### Directions for this task
From the first line to the last, transcribe the data exactly.

### Data records
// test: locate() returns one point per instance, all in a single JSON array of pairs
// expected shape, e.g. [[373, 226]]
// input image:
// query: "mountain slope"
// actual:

### Exercise response
// test: locate() returns one point per instance, all in a single JSON array of pairs
// expected shape, e.g. [[373, 226]]
// input image:
// query: "mountain slope"
// actual:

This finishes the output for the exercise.